Ik weet niet of de minister goed beseft wat de gevolgen zijn wanneer lijn 11 niet zou worden aangelegd. Volgens de Nederlandse Spoorwegen mag men de komende jaren een verviervoudiging van het goederentransport tussen Antwerpen en Rotterdam verwachten. Indien lijn 11 niet wordt aangelegd, moet al dit goederenvervoer over de reeds oververzadigde lijn 12, doorheen de dorpskernen van Ekeren, Mariaburg, Kapellen, Kapellenbos, Heide, Kalmthout, Wildert en Essen. Dit leidt niet alleen tot belangrijke milieuoverlast voor de omwonenden. Hierdoor wordt het ook onmogelijk om lijn 12 volwaardig in te schakelen in een voorstedelijk vervoersnet rond Antwerpen.

Ik hoop dus dat het antwoord van de minister kort zal zijn, dat ze mij zal antwoorden dat het hier om een vergissing of om een vergetelheid gaat en dat het wel degelijk de bedoeling van de minister is om de verbinding Antwerpen-Bergen op Zoom de eerstkomende jaren aan te leggen.
In de Kamercommissie hebt u gezegd dat de hoge snelheidstrein van de bestaande lijn afgaat en op een eigen hoge snelheidslijn komt. Hierdoor moet het goederenvervoer op de bestaande lijn blijven plaatsvinden. Dit zou een bijzonder zware belasting zijn voor de omgeving.

● Opdrachten
- a) Wijzig in de tekst over lijn 11 het gedeelte dat begint bij "Ik hoop dus" en doorloopt tot en met "voor de omgeving.". Vervang daarin "Kamercommissie" door "Senaatscommissie".
- b) Schrijf een vervolg op de tekst over lijn 11, aansluitend op de laatste zin ervan.

[Rijen uit een dataset]
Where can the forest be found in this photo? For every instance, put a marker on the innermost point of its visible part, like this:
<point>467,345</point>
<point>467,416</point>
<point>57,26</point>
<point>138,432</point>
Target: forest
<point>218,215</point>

● Resultaten per opdracht
- a)
Ik hoop dus dat het antwoord van de minister kort zal zijn, dat ze mij zal antwoorden dat het hier om een vergissing of om een vergetelheid gaat en dat het wel degelijk de bedoeling van de minister is om de verbinding Antwerpen-Bergen op Zoom de eerstkomende jaren aan te leggen.
In de Senaatscommissie hebt u gezegd dat de hoge snelheidstrein van de bestaande lijn afgaat en op een eigen hoge snelheidslijn komt. Hierdoor moet het goederenvervoer op de bestaande lijn blijven plaatsvinden. Dit zou een bijzonder zware belasting zijn voor de omgeving.

- b)
Antwoord

Mevrouw Isabelle Durant, vice-eerste minister en minister van Mobiliteit en Vervoer. - Vorige maandag stelde ik een spoorvervoersplan voor. Het gaat om een simulatie om na te gaan hoe de middelen en de doelstellingen vastgelegd op 17 oktober met elkaar kunnen worden verbonden. Dit plan maakt deel uit van een nieuwe methode, voorgesteld in een brochure van oktober 2000. Het gaat om fase 2, meer bepaald de doelstellingen, mobiliteit- en vervoersplan en de kosten. Het investeringsplan zal worden herzien om het te laten overeenstemmen met het vervoersplan. Op een paar uitzonderingen na zijn de aangehouden uitbreidingsinvesteringen deze die voorgesteld zijn door de NMBS in haar voorbereidend werk voor de herziening van het investeringsplan. Dit voorstel is echter niet te laten of te nemen. Het is slechts een stap in het beslissingsproces. In het raam van een eerste hypothese behoort de uitbreiding van de sporen tussen Zeebrugge en Gent tot de uitzonderingen. Hier geldt het algemene principe van het investeringplan, namelijk tegemoetkomen aan de noden van het vervoersplan. De verzadigingsgraad van de betroffen lijnen vereist geen dure uitbreiding tot vier sporen over het hele parcours. Er zijn trouwens inhaalmogelijkheden voor de snellere treinen tussen Brugge en Gent.

Voor lijn 11 is de situatie als volgt. Het idee om ze te verlengen naar Nederland lijkt op het eerste gezicht interessant maar zal waarschijnlijk een oververzadiging van de Nederlandse spoorwegen veroorzaken. Overigens is het opnieuw in gebruik nemen van de IJzeren Rijn een veel belangrijker project voor de haven van Antwerpen.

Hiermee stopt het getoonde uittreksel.